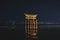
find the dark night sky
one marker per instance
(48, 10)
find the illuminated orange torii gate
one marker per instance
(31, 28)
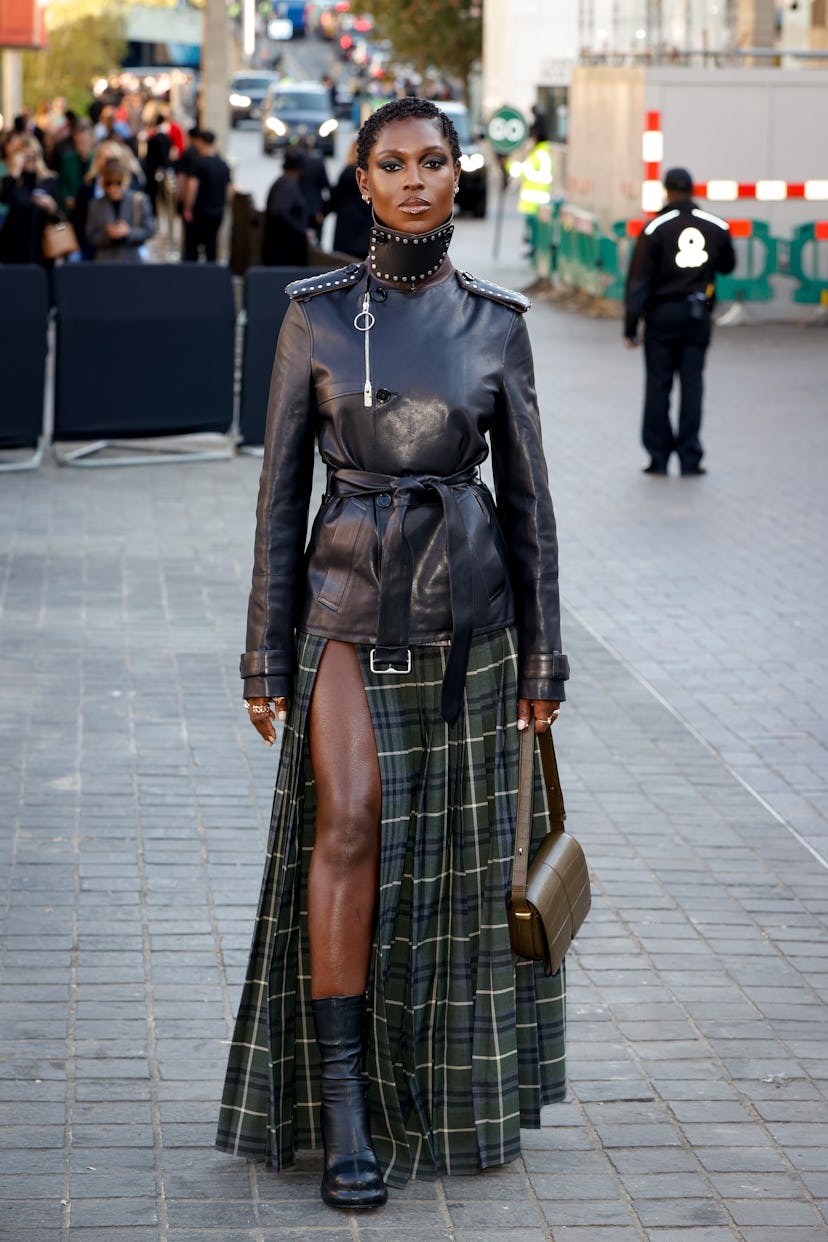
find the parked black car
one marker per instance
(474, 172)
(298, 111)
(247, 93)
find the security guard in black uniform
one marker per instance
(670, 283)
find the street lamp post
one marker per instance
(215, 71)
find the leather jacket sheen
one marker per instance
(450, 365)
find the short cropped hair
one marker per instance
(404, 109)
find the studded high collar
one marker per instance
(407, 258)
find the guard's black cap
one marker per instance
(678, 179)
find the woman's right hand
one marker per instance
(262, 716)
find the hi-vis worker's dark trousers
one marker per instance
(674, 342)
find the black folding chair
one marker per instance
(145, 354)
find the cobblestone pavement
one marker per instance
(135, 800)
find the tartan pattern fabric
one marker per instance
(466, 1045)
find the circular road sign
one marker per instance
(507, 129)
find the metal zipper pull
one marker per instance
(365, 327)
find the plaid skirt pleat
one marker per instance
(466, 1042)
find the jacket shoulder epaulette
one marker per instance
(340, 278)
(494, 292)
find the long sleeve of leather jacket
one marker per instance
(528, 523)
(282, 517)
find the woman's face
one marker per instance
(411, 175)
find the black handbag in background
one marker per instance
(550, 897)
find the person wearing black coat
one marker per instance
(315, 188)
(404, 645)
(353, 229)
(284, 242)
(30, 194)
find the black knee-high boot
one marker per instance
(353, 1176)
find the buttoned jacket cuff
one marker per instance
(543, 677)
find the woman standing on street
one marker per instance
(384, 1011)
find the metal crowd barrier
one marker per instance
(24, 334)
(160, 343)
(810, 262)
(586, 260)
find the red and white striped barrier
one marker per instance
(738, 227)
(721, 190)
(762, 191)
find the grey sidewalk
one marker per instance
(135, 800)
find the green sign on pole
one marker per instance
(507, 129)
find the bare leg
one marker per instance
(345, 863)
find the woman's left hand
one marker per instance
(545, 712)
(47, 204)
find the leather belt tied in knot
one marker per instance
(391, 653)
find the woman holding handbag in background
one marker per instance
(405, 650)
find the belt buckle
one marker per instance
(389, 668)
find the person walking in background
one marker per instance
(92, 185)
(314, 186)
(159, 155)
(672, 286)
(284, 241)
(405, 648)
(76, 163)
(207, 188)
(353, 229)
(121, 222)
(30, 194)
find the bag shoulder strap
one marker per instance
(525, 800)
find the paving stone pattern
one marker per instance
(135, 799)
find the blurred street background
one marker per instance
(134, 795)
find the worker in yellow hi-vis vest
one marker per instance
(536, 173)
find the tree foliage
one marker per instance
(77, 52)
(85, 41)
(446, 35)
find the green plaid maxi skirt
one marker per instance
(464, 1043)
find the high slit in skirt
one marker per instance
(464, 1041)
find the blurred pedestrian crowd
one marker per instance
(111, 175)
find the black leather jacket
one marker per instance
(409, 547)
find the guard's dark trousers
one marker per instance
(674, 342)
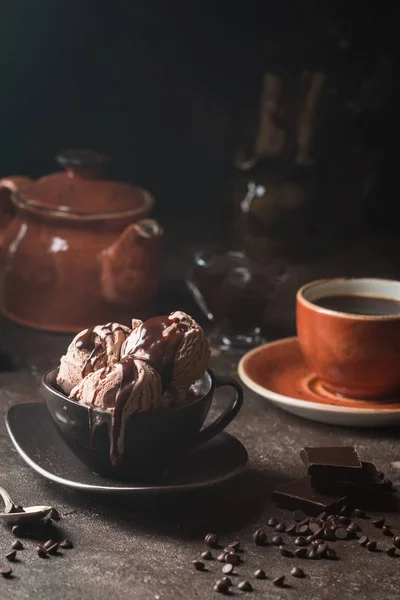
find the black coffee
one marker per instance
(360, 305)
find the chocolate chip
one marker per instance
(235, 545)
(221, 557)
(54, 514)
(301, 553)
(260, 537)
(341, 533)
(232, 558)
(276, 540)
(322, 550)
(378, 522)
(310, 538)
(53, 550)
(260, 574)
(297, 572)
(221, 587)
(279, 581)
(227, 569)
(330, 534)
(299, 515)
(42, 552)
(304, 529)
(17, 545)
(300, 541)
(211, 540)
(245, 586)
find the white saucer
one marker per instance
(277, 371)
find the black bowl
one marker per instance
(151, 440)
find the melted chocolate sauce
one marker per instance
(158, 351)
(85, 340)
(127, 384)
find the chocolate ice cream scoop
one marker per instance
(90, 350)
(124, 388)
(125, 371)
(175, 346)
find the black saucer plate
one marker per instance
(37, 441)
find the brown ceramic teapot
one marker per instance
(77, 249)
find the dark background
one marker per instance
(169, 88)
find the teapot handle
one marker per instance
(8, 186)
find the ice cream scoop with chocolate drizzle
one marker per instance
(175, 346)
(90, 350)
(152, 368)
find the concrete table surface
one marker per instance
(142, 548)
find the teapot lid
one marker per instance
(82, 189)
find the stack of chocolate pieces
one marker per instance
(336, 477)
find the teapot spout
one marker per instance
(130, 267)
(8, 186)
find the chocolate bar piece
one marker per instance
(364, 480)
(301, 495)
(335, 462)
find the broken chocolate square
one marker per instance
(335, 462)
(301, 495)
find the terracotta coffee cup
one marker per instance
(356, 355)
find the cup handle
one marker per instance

------------------------------------------------------------

PROMPT:
Rewrite all the records above as a single numbered list, one line per number, without blank lines and without the pictures.

ANSWER TO THIS TASK:
1. find the dark night sky
2. one marker per instance
3. (48, 10)
4. find the illuminated orange torii gate
5. one marker per instance
6. (31, 28)
7. find the parked black car
8. one marker per instance
9. (474, 172)
10. (298, 111)
11. (247, 93)
12. find the security guard in black uniform
13. one marker per instance
14. (670, 283)
15. find the street lamp post
16. one marker per instance
17. (215, 71)
18. find the leather jacket sheen
19. one marker per instance
20. (450, 365)
21. find the short cropped hair
22. one marker per instance
23. (404, 109)
24. find the studded high collar
25. one marker per instance
26. (407, 258)
27. find the guard's black cap
28. one marker per instance
29. (678, 179)
30. find the woman's right hand
31. one marker per instance
32. (262, 716)
33. find the hi-vis worker's dark trousers
34. one marker per instance
35. (674, 342)
36. find the black folding chair
37. one marker per instance
38. (145, 354)
39. find the cobblestone pavement
40. one marker per instance
41. (135, 800)
42. find the tartan pattern fabric
43. one marker per instance
44. (466, 1045)
45. find the circular road sign
46. one marker per instance
47. (507, 129)
48. find the metal zipper pull
49. one marker per instance
50. (365, 327)
51. find the plaid skirt pleat
52. one marker per instance
53. (466, 1042)
54. find the jacket shoulder epaulette
55. one marker per instance
56. (340, 278)
57. (494, 292)
58. find the long sleeve of leather jacket
59. one marker per instance
60. (528, 523)
61. (282, 517)
62. find the woman's face
63. one marker per instance
64. (411, 175)
65. find the black handbag in background
66. one marker per instance
67. (550, 897)
68. find the person wearing black coat
69. one marker per instance
70. (315, 188)
71. (404, 645)
72. (353, 229)
73. (284, 242)
74. (30, 194)
75. find the black knee-high boot
76. one marker per instance
77. (353, 1176)
78. find the buttoned jacket cuff
79. one marker per instance
80. (543, 677)
81. find the woman standing on street
82. one marker per instance
83. (384, 1011)
84. find the metal crowd barrier
85. one marker per instance
86. (24, 334)
87. (160, 343)
88. (810, 262)
89. (586, 260)
90. find the red and white striped barrier
91. one marker per instance
92. (738, 227)
93. (721, 190)
94. (762, 191)
95. find the grey sidewalk
96. one marker per instance
97. (135, 800)
98. find the green sign on pole
99. one marker per instance
100. (507, 129)
101. find the bare leg
102. one marker per instance
103. (345, 863)
104. find the woman's left hand
105. one marker per instance
106. (545, 712)
107. (47, 204)
108. find the leather belt tied in knot
109. one marker per instance
110. (391, 653)
111. find the woman holding handbag in background
112. one marker per instance
113. (405, 650)
114. find the belt buckle
115. one marker per instance
116. (389, 668)
117. find the person walking in background
118. one marker per instance
119. (92, 185)
120. (314, 186)
121. (159, 155)
122. (672, 286)
123. (284, 241)
124. (405, 648)
125. (76, 163)
126. (207, 188)
127. (353, 229)
128. (121, 222)
129. (30, 194)
130. find the bag shoulder strap
131. one marker per instance
132. (525, 800)
133. find the paving stone pattern
134. one marker per instance
135. (135, 799)
136. find the blurred street background
137. one marker per instance
138. (134, 795)
139. find the worker in yellow hi-vis vest
140. one marker per instance
141. (536, 173)
142. find the tree foliage
143. one marker per instance
144. (77, 52)
145. (85, 41)
146. (446, 35)
147. find the green plaid maxi skirt
148. one marker per instance
149. (464, 1043)
150. find the high slit in skirt
151. one marker per instance
152. (464, 1041)
153. find the blurred pedestrian crowd
154. one marker per instance
155. (111, 175)
156. find the black leather jacket
157. one marker per instance
158. (409, 547)
159. find the guard's dark trousers
160. one marker per instance
161. (674, 342)
162. find the black coffee
163. one marker per instance
164. (360, 305)
165. find the chocolate chip
166. one marker per instance
167. (235, 545)
168. (221, 557)
169. (54, 514)
170. (301, 553)
171. (260, 537)
172. (341, 533)
173. (232, 558)
174. (276, 540)
175. (322, 550)
176. (378, 522)
177. (310, 538)
178. (53, 550)
179. (260, 574)
180. (297, 572)
181. (221, 587)
182. (279, 581)
183. (227, 569)
184. (330, 534)
185. (299, 515)
186. (42, 552)
187. (304, 529)
188. (17, 545)
189. (300, 541)
190. (211, 540)
191. (245, 586)
192. find the white saucer
193. one marker per instance
194. (277, 371)
195. find the black bowl
196. one marker per instance
197. (151, 440)
198. find the melted chocolate sauce
199. one marker per instance
200. (158, 351)
201. (85, 340)
202. (127, 384)
203. find the chocolate ice cream scoop
204. one marker per instance
205. (90, 350)
206. (124, 388)
207. (125, 371)
208. (175, 346)
209. find the black saucer plate
210. one marker per instance
211. (37, 441)
212. find the brown ceramic teapot
213. one marker per instance
214. (77, 249)
215. find the dark background
216. one marker per instance
217. (169, 88)
218. find the teapot handle
219. one marker per instance
220. (8, 186)
221. find the ice cream scoop with chocolate drizzle
222. one marker per instance
223. (175, 346)
224. (90, 350)
225. (152, 368)
226. find the concrete table surface
227. one marker per instance
228. (142, 548)
229. find the teapot lid
230. one marker per instance
231. (82, 189)
232. find the stack of chocolate pieces
233. one marker per instance
234. (336, 477)
235. find the teapot spout
236. one marker per instance
237. (130, 267)
238. (8, 186)
239. find the chocolate bar piece
240. one marker per instance
241. (364, 480)
242. (301, 495)
243. (335, 462)
244. find the broken chocolate square
245. one marker per instance
246. (335, 462)
247. (301, 495)
248. find the terracotta coffee cup
249. one marker per instance
250. (356, 355)
251. find the cup handle
252. one marker per instance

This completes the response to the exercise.